→ **Given passage**:
As Ramón saldívar has theorized, twenty-first-century ethnic writers increasingly turn to what he calls "historical fantasy," a new mode tasked with "narrat[ing] the emergence of transnational, cosmopolitan, economic, and cultural orders whose desperate inequities are most readily experienced by persons from diasporic, transitory, and migratory communities in the borderlands between the global north and south who lack recognition under dominant ideas of social membership" (2011b, 594). While Saldívar examines how historical fantasy operates across ethnic literatures and is invested in locating it as a contemporary mode of these literatures, his description emphasizes the centrality of the borderlands to his theorization of historical fantasy. Reading [End Page 69] outside of his strict periodization invites us to consider the major movements across the borderlands—central among them the Mexican Revolution—that have informed the emergence of historical fantasy.

→ **Task details**:
Answer these from the passage on historical fantasy, one per line:
(a) What name does Ramón Saldívar give to the new mode that ethnic writers increasingly turn to?
(b) Writers of which century does Saldívar describe as turning to this mode?
(c) Which movement across the borderlands does the passage name as central?
The entries after the passage on historical fantasy aren't needed here.

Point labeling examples
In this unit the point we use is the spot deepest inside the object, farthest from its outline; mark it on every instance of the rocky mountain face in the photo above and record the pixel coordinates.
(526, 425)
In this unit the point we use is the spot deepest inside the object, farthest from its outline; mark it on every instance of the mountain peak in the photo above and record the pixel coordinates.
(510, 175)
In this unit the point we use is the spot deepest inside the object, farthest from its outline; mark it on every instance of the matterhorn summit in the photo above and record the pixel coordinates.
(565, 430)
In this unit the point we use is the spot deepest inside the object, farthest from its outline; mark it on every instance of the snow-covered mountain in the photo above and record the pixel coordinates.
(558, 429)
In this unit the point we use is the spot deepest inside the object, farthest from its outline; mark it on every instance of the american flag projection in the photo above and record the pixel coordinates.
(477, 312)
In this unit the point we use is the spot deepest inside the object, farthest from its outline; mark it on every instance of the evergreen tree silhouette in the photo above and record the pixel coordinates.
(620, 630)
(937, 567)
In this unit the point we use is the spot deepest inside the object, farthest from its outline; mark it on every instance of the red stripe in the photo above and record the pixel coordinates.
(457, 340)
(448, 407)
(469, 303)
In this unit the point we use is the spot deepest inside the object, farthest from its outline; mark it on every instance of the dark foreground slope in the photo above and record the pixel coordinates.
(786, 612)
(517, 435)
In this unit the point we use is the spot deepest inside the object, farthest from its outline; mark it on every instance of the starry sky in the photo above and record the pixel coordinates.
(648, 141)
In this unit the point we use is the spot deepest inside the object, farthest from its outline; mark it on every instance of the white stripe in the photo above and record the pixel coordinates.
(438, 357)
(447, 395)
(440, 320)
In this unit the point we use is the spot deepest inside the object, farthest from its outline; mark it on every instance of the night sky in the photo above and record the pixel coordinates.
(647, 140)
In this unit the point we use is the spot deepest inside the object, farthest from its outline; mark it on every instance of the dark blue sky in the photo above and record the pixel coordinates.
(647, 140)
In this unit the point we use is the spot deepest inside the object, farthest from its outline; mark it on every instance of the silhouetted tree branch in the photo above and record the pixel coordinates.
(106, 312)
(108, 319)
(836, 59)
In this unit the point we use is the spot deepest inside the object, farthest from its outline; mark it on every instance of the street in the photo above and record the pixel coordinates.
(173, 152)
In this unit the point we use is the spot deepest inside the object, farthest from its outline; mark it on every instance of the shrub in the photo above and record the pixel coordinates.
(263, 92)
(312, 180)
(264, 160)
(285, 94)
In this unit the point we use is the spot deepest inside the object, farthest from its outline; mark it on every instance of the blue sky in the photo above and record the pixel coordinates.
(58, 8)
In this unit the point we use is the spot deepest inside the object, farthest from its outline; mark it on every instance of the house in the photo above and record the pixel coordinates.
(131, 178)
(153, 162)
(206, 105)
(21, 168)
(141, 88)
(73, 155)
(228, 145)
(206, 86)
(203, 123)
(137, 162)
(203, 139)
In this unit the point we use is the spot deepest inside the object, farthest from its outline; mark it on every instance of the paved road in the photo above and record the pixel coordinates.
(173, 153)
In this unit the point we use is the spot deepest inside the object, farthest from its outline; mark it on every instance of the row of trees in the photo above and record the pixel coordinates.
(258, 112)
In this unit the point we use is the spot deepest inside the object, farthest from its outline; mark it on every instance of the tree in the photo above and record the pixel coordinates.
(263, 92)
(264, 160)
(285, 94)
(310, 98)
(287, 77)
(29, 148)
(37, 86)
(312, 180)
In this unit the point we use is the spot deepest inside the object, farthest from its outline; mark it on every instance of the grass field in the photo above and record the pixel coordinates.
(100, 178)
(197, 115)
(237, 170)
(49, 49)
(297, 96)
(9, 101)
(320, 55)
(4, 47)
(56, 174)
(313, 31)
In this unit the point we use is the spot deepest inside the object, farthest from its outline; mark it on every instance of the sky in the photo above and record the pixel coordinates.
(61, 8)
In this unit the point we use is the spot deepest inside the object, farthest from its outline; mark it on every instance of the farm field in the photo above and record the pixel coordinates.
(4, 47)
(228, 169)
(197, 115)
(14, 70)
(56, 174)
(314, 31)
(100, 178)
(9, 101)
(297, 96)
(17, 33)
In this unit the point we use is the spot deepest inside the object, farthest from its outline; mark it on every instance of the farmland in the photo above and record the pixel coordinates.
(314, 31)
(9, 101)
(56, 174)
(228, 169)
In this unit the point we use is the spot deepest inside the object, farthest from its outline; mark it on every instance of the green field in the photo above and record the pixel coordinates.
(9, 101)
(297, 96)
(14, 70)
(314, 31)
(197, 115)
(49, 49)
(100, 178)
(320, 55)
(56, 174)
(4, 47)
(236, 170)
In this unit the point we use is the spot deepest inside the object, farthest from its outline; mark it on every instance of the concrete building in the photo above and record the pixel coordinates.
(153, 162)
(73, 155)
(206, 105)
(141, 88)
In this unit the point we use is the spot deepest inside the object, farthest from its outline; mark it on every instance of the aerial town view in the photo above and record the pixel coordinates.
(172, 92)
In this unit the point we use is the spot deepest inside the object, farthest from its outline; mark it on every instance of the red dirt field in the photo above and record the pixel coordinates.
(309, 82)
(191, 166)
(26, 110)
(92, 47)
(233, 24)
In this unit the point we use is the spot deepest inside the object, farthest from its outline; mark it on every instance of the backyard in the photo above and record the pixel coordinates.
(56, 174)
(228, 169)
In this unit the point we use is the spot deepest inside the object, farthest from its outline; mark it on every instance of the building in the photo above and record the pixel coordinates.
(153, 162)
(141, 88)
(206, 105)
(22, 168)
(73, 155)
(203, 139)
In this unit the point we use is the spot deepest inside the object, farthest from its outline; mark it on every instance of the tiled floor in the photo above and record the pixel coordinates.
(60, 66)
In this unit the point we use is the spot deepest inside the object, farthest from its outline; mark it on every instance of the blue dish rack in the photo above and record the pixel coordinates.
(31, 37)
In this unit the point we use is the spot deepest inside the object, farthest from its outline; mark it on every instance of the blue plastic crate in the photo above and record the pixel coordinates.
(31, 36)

→ **Correct result**:
(a) Historical fantasy
(b) The twenty-first century
(c) The Mexican Revolution